━━━ Stored data ━━━

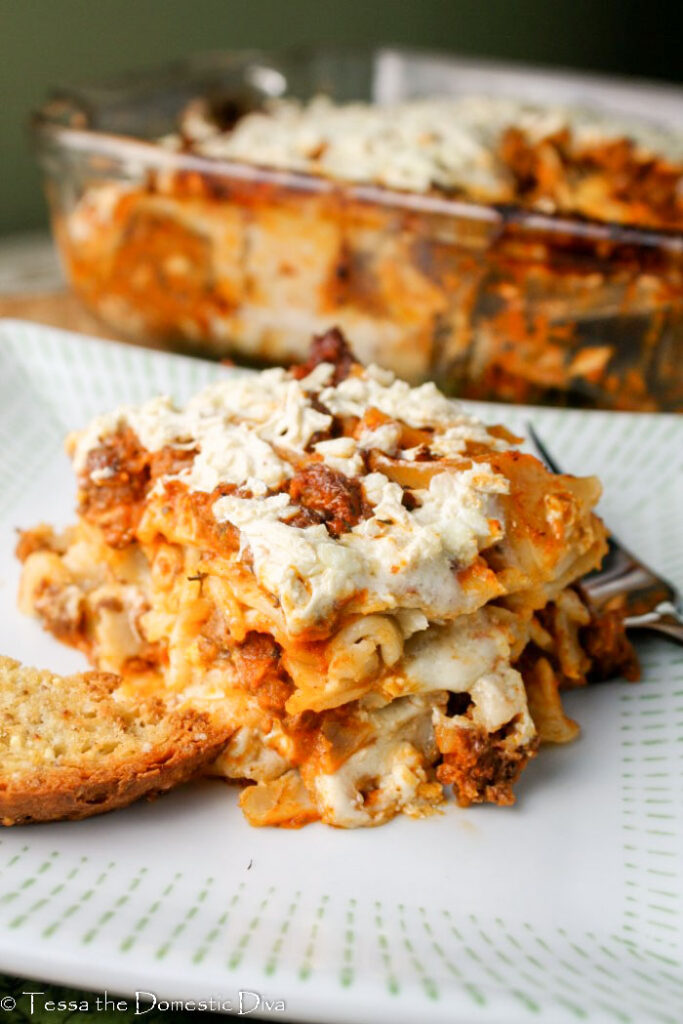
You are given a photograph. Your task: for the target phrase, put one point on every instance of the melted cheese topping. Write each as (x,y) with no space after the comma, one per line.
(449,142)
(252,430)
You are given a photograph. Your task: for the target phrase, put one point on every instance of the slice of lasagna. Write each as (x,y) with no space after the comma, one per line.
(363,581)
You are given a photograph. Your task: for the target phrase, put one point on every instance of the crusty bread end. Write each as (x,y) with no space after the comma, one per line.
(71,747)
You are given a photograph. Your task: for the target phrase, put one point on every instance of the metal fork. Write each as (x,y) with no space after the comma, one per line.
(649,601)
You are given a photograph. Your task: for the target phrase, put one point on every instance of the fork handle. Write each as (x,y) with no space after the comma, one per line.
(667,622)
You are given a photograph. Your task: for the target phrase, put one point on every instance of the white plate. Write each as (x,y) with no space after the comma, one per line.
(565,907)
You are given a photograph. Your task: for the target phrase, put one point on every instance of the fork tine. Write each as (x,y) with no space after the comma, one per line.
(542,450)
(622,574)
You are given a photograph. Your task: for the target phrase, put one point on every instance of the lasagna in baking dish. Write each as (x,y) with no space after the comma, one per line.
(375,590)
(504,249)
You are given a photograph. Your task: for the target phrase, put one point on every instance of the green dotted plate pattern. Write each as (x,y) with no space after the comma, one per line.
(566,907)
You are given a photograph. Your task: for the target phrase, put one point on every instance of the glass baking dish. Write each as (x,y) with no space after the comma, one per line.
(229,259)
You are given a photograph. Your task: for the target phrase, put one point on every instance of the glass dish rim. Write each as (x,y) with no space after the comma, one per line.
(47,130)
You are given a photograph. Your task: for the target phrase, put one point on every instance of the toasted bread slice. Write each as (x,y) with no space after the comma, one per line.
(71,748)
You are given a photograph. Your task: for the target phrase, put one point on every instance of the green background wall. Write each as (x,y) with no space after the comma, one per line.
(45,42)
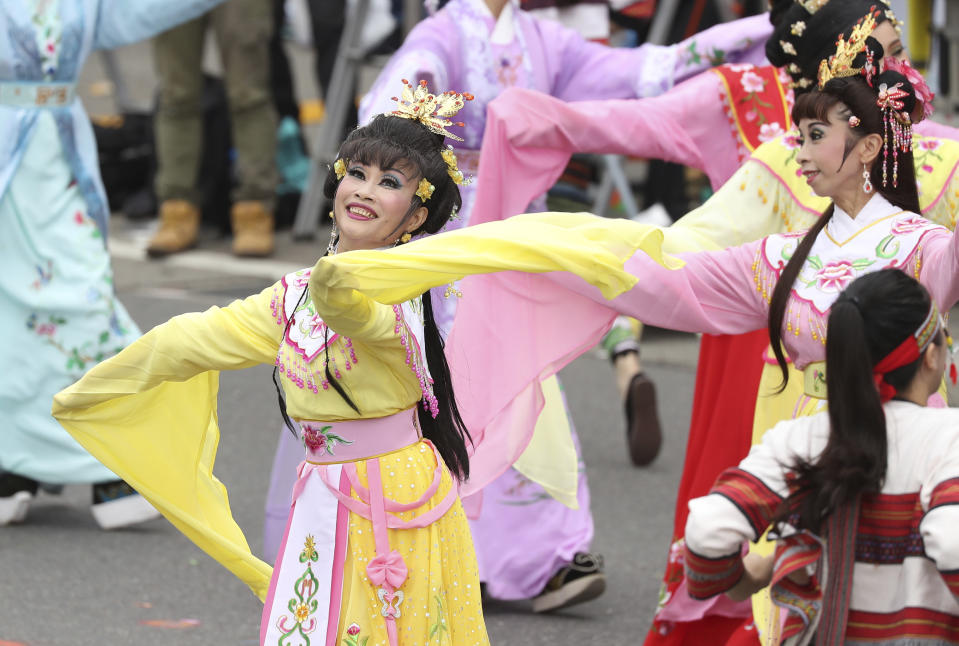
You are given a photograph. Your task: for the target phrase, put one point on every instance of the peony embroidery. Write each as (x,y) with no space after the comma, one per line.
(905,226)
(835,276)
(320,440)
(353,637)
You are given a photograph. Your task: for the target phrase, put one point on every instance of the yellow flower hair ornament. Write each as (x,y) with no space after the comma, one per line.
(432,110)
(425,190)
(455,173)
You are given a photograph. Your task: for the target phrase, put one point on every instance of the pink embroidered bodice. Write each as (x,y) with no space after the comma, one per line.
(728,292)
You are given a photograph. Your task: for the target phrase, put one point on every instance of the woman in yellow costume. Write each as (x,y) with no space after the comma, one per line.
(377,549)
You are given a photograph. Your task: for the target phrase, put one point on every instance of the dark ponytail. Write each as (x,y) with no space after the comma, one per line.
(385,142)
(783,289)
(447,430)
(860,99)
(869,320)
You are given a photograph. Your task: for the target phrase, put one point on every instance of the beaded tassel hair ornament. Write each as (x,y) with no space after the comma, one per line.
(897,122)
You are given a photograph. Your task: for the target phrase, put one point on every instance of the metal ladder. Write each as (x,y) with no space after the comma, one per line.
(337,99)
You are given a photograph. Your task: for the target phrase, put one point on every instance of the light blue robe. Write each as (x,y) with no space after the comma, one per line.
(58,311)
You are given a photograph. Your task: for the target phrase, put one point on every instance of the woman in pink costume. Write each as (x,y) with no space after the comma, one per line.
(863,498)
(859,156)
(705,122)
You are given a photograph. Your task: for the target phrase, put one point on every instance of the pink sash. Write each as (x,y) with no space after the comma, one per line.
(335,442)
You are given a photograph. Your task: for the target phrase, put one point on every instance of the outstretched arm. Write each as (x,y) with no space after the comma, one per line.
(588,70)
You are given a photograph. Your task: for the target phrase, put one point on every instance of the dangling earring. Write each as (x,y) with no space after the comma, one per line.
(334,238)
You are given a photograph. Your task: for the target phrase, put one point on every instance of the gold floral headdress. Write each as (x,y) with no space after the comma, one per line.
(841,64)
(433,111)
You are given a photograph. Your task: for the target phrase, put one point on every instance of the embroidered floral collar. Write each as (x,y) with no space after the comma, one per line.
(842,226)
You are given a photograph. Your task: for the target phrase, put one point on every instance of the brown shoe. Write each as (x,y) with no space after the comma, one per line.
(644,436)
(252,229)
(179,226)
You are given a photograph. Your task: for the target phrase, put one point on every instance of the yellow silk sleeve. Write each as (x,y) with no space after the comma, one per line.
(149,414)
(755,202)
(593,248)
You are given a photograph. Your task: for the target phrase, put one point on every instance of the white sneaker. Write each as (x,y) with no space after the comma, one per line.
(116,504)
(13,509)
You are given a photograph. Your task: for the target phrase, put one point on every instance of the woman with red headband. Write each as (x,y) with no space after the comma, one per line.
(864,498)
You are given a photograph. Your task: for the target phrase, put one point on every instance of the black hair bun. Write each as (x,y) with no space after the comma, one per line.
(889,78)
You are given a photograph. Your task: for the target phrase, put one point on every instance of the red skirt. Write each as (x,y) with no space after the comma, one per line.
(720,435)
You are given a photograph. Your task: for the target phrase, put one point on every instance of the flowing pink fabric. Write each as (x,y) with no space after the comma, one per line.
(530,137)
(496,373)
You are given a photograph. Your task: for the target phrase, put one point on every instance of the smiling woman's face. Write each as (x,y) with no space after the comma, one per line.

━━━

__Exercise__
Omit every picture, then reproduce the rest of the listing exactly.

__Expected answer__
You are given a photograph. Your task: for the target phrase, put one point on every instance of the melted cheese topping. Write each as (x,y) with no space after the comma, one per line.
(449,142)
(252,430)
You are given a photograph. Your task: for the target phrase, put one point on every instance of the slice of lasagna. Write each as (x,y) with no space after the comma, one per line.
(363,581)
You are given a photograph. Your task: for the target phrase, put one point on every instance of the crusty bread end. Write each as (x,y) with no space after the comma, one per line.
(71,747)
You are given a photograph. Your task: for the target phrase, put one point on every instance of the metal fork. Write each as (x,y) with no space after the comma, one per line.
(649,601)
You are given a photograph. Your task: for the target phrase, put one point on every instance of the fork handle. Write each as (x,y) with no space after the comma, one per line.
(667,622)
You are given a photograph. Your task: for the target phrase, put one point on every instance of the white plate. Write each as (x,y) with no space after the comma, one per line.
(565,907)
You are given a photograph. Your task: for the target phrase, put one point on every instance of the fork tine. Write each as (x,y) with no space after the comma, one per line.
(542,450)
(622,574)
You are given a photograph. Your task: for the target phrase, put one point on every instance of the lasagna in baking dish. Write each as (x,y) with no space after the comma, one per line.
(375,590)
(504,249)
You are given a photograph. Your task: for the target phrase, put one point on every instance of the green dotted plate pattern. Write each as (x,y) with no space after the comma, one per line.
(566,907)
You are given a photograph. Your task: for the target phrase, put one point on every instance of the glass baking dish. Write each as (x,y) with no space after the comma, one per line.
(229,259)
You are given a photograph. Your task: for the target phrase, put one point on every instance of the glass dish rim. Write each as (x,y) with no space after the comma, one per line.
(47,130)
You are given a photograph. Your task: for the target phrase, put one point on every instance of the toasted bread slice. Write each as (x,y) with no space after the comma, one per line.
(71,748)
You are given a photograph. Your task: for the target phrase, put one point on every instance of the green background wall. Write each as (x,y) with no space after the comma, one per line.
(45,42)
You are given a photograph. Your task: for the target phrase, put one point on every instance of the peony embroidery. Write each as (x,y) with no space after the comma, one per line.
(905,226)
(835,276)
(320,440)
(353,637)
You are given a photograph. Your task: for the target phrase, put one point on every instance of the yellow flower hair ornament. Write each as (x,y) with no space after the comma, one per line.
(432,110)
(425,190)
(455,173)
You are given a photograph. Your task: for the target phrase, put one point on every instance of the pink embroidered bodice. Write each as (x,y) with no space after the comma, one per line.
(728,292)
You are given a photograph. Your task: for the target phrase, put one point on every instance of the woman in yellow costume. Write each as (x,y) with no space after the comma, one per line.
(377,549)
You are given a photograph. Your task: for the target phrase, put one point on every instance of the dark ponytail. Write each as (x,y) with no space after the comma, one per line.
(385,142)
(783,289)
(447,430)
(860,99)
(869,320)
You are given a photograph. Your task: for the target phrase, put one point on every instance of the beaded tassel hair ornament. Write each as (x,y) with no space after the comma, one per line.
(897,122)
You are given a photograph. Your task: for the target phrase, put one point on every instance of the metal ladder. Write each as (x,y) with no space after the comma, one per line.
(337,99)
You are given a photograph. Your task: for the target phrase, put one point on every instance of the light blue robe. Write each as (x,y) with no space after the comma, one per line.
(58,311)
You are given a photograph. Your task: for the target phrase, put one point on every instance of the woman in pink costume. Write each as (x,y) with no space after the comma, one per line.
(863,498)
(859,156)
(705,122)
You are given a photograph. Your task: for the target phrase, put one point on every instance of the pink sash. Write each as (x,y) with no space after the comma, one per line.
(335,442)
You are given a photograph. Your task: for the target phrase, put one point on every instance of the outstretched arm. Write each as (x,y) with no space after the comma, one per line.
(588,70)
You are given a photograph. Your task: for the target phrase, put one point on every instance of the dangling earring. Write each as (x,y) with no space after the comma, one per line.
(334,238)
You are given a photograph. Your task: for the target phrase, put one point on every instance of the gold floral headdress. Write each as (x,y) with no space after the comma, one per line.
(841,64)
(433,111)
You are given a photograph. Your task: for the target phrase, put one point on every instance of the embroidered floral collar. Write each as (x,y) with no space after the comma, one per line.
(842,226)
You are given a photograph. Your task: for the target phrase, put one point on every instance of the brown shoe. Write each as (x,y) with no space after the comma, one per line.
(644,436)
(252,229)
(179,226)
You are given a photograph. Your task: for the target phrase, put one point on every instance of the yellow silk sleeve. Write each as (x,y) with no space after the comma, one per line.
(149,414)
(755,202)
(593,248)
You are given a photograph. Your task: for the target phrase, put one point on every instance of the white sneaker. Write each as (x,y) with no space after the comma, one per line.
(116,504)
(13,509)
You are given a photograph. Your task: for the target phrase, put one point on every instance of the woman with red headband. Write each as (x,y) with no space after the comma, one per line.
(864,498)
You are given a photograph. Your task: for the target phrase, put one point on every instance of the black hair bun. Write each as (x,y) with no space after the comma, one per line.
(889,78)
You are given a photograph. Your task: for the target phrase, put one point on every instance of the red skirt. Write each as (x,y) with no space after the comma, one per line.
(720,435)
You are given a photograph. Your task: for the target phrase, put one point on every instance of the flowing pink fabric. Write each as (x,y) with no space after the comma, one per line.
(530,137)
(496,373)
You are given a photograph. Your task: for the target phrase, put one point on every instance of the smiling woman's face. Write each as (x,y) with no space after the comma, one per line.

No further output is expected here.